**Given information**
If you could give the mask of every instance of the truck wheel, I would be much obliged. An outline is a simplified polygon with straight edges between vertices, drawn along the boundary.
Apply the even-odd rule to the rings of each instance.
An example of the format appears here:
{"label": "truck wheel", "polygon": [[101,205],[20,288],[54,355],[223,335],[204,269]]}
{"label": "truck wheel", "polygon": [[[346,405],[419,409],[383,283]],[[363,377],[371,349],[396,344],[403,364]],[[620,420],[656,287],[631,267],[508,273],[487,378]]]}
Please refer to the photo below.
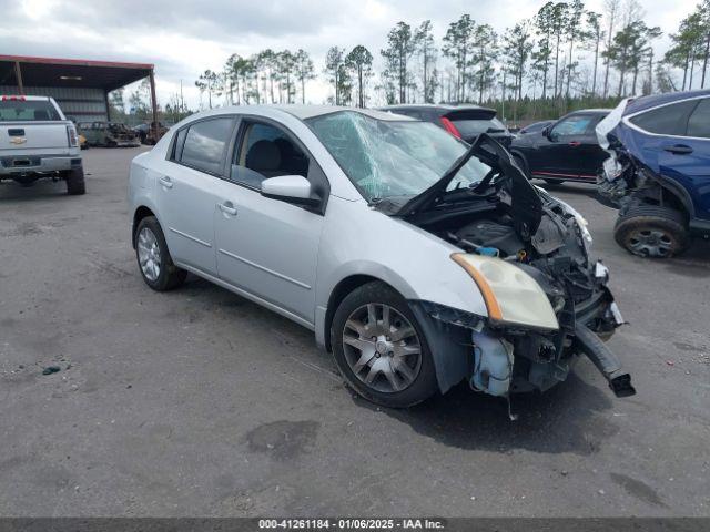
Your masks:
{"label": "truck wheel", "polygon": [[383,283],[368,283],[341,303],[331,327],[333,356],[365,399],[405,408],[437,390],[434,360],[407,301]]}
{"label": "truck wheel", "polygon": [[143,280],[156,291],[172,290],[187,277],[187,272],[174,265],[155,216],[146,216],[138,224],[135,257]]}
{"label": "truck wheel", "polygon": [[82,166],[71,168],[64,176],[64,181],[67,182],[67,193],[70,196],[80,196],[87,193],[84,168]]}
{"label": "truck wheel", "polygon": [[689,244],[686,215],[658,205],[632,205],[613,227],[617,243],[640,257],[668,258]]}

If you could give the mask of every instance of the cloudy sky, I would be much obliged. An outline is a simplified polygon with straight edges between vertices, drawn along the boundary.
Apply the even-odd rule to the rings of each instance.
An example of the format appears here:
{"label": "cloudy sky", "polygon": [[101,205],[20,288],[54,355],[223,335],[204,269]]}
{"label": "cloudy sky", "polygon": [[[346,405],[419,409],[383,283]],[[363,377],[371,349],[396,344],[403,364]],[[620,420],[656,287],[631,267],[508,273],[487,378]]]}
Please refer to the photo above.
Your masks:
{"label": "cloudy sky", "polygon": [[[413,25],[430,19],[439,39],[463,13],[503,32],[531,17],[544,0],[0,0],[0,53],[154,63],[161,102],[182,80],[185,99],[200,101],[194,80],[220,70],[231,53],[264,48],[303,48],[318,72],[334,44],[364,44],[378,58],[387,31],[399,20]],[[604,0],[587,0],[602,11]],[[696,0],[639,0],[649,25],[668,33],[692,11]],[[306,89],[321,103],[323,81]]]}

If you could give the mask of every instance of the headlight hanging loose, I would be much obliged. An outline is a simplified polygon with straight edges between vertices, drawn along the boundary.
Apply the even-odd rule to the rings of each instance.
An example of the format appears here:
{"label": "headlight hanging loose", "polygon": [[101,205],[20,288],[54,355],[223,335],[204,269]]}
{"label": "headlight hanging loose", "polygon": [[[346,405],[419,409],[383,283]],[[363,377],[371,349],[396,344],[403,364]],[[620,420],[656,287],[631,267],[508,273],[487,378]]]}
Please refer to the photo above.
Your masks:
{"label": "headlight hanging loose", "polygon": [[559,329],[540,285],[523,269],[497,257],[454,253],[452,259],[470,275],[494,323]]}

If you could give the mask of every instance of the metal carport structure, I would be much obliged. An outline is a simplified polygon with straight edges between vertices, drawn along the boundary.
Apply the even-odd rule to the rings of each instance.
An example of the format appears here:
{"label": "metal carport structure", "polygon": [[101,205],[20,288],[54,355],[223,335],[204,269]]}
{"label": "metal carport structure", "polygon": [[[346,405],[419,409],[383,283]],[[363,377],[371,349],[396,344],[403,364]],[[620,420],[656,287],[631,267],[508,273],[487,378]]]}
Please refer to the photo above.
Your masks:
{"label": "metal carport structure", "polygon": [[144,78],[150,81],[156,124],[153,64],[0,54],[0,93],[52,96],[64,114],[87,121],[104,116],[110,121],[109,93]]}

* * *

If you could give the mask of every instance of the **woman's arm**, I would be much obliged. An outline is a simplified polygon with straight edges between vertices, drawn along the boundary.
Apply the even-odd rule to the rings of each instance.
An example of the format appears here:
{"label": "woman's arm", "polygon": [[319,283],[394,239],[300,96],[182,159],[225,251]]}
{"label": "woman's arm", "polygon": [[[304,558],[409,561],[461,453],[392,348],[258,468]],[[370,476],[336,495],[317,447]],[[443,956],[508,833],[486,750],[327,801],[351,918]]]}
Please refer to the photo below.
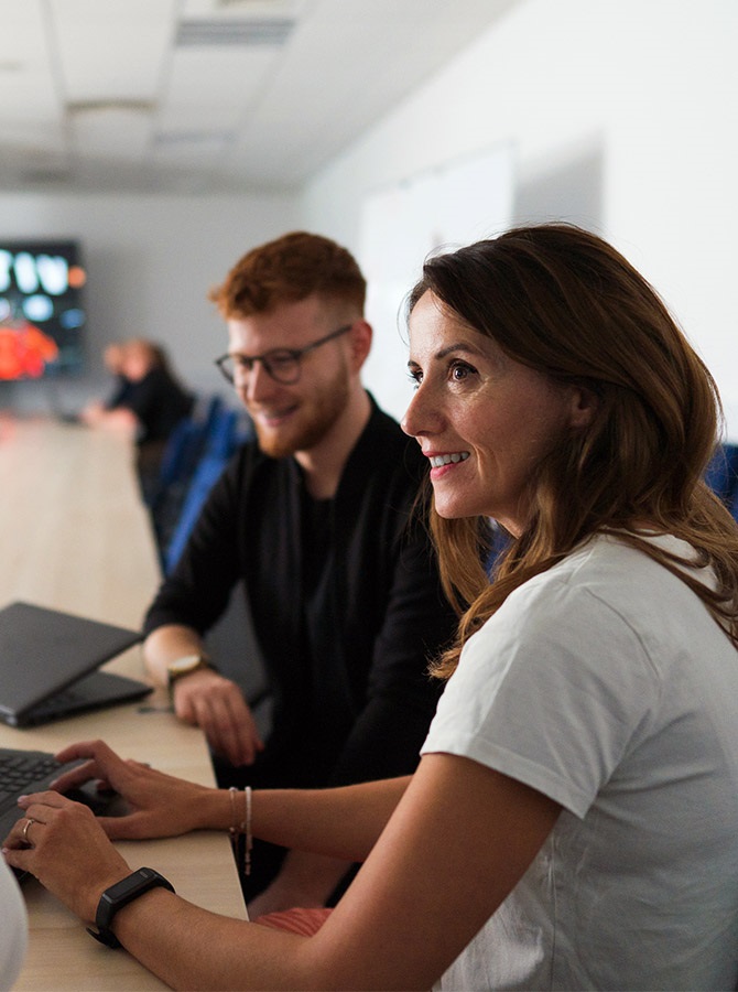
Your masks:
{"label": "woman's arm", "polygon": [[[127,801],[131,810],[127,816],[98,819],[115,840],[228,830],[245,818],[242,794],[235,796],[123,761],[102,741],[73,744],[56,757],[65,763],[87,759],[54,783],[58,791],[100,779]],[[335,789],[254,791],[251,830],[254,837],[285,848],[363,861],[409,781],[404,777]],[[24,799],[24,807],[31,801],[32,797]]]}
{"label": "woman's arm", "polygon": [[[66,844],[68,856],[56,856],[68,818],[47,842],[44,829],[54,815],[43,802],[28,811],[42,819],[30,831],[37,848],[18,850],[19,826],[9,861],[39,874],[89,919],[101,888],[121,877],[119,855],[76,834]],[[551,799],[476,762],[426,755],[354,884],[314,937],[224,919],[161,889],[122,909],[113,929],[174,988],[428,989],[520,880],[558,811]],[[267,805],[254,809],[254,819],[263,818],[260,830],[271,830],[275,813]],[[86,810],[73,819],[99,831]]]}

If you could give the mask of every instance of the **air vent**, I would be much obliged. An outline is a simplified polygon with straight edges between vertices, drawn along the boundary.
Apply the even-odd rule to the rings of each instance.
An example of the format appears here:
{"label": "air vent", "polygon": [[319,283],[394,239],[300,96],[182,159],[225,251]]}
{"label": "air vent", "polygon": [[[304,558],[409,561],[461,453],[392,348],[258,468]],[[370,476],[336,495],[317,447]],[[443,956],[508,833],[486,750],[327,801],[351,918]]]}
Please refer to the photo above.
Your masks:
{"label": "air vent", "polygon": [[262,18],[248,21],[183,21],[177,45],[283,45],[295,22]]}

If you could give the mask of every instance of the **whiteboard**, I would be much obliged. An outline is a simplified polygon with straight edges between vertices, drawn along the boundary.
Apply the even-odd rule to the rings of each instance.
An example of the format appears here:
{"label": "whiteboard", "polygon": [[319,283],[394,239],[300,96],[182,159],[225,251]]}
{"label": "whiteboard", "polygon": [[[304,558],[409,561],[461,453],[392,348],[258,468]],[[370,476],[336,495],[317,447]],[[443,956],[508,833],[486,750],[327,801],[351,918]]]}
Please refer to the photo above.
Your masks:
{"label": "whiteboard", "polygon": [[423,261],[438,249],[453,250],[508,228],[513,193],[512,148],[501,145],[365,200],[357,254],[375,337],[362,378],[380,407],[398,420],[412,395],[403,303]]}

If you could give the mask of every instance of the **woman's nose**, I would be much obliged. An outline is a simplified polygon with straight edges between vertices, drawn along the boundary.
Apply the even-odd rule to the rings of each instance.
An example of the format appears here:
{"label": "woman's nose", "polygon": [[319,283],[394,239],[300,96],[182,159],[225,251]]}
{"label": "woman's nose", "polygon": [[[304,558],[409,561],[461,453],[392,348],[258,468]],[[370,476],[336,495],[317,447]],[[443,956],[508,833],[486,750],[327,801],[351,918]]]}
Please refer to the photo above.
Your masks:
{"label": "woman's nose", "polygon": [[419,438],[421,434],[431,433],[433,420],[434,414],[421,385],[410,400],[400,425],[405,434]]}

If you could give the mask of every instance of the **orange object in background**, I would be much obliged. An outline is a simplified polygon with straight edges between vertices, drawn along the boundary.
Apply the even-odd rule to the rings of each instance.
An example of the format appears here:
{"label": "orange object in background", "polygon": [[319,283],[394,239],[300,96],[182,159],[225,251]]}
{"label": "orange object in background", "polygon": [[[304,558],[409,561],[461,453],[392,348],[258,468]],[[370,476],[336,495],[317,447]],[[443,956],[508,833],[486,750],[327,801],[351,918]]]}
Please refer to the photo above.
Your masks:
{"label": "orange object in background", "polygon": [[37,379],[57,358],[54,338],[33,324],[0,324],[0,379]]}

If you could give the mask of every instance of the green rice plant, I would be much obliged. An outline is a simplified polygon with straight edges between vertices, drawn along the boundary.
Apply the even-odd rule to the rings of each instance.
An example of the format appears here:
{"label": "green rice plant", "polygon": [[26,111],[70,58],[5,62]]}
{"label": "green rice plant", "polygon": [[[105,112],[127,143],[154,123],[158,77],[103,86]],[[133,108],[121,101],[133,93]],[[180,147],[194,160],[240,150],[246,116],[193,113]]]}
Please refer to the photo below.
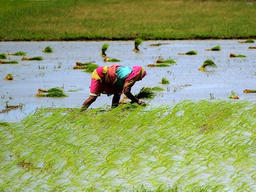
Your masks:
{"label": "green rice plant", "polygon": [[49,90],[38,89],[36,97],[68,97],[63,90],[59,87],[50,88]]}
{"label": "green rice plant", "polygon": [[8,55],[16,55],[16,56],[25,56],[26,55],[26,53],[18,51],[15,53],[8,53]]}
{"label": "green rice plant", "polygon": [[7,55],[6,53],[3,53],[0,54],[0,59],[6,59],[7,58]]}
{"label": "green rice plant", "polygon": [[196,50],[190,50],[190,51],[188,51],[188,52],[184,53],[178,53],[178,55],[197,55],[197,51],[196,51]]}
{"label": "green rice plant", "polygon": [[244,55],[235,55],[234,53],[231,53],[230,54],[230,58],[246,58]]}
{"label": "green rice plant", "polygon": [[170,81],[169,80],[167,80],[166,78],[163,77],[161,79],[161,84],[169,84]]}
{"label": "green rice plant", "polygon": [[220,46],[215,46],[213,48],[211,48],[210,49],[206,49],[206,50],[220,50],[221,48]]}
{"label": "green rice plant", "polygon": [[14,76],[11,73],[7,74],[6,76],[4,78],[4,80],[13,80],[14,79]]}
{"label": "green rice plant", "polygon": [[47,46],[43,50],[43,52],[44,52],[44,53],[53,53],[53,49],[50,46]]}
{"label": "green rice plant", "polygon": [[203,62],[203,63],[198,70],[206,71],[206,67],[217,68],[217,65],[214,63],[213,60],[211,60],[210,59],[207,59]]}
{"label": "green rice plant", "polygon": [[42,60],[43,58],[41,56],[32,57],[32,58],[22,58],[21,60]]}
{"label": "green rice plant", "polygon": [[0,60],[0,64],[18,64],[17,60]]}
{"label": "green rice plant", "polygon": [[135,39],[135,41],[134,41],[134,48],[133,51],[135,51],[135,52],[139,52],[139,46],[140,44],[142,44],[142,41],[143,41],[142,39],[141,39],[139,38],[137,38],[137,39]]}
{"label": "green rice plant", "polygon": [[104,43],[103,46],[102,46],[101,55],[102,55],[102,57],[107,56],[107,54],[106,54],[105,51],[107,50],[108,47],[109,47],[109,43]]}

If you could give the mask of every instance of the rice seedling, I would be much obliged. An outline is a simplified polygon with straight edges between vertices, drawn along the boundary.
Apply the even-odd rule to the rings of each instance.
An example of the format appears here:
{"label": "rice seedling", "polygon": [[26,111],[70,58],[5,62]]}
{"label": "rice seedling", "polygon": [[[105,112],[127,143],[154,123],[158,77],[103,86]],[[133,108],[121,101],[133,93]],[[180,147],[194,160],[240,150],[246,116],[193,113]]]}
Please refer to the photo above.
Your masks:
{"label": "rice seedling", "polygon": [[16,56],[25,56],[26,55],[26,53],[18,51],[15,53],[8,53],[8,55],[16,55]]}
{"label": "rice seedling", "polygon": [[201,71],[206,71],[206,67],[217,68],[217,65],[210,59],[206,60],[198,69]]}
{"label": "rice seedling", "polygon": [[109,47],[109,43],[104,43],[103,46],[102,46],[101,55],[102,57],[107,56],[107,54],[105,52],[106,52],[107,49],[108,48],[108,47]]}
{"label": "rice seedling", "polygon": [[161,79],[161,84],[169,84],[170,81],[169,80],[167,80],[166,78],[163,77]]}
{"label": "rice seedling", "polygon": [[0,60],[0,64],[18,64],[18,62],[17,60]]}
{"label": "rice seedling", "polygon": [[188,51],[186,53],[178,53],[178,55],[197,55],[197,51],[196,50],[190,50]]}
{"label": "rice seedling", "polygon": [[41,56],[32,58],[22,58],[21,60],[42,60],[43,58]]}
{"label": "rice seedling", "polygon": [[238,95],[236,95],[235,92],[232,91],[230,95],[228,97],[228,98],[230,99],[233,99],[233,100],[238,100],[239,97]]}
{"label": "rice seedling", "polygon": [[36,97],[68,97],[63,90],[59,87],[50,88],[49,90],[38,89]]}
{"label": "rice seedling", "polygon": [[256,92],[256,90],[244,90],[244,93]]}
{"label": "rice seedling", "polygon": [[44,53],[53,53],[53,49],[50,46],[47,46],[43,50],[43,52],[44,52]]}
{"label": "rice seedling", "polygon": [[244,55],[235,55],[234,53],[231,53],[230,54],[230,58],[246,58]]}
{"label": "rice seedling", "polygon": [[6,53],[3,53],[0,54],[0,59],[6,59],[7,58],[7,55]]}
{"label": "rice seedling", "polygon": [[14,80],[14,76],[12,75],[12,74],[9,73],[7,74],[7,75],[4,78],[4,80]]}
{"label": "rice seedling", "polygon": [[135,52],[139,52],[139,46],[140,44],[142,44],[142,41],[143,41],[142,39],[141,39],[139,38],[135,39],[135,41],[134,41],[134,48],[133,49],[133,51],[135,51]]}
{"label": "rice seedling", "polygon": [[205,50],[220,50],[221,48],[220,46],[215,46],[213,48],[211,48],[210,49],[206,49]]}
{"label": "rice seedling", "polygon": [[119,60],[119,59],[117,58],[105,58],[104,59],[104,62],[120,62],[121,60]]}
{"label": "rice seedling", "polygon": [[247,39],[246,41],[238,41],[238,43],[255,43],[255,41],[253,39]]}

**Direction**
Please pick out each line in the items above that contains the string "headlight" and copy those lines in full.

**Solution for this problem**
If you could give the mask of every instance of the headlight hanging loose, I would be much obliged. An outline is a simplified polygon with straight edges between vertices, drawn along the boundary.
{"label": "headlight hanging loose", "polygon": [[101,205],[20,288],[54,355],[223,335],[204,269]]}
{"label": "headlight hanging loose", "polygon": [[[346,405],[419,409],[383,283]],[[363,377],[371,349],[396,344],[403,364]],[[620,420],[656,287],[631,267],[508,273],[487,378]]]}
{"label": "headlight hanging loose", "polygon": [[559,329],[540,285],[523,269],[497,257],[454,253],[452,259],[470,275],[494,323]]}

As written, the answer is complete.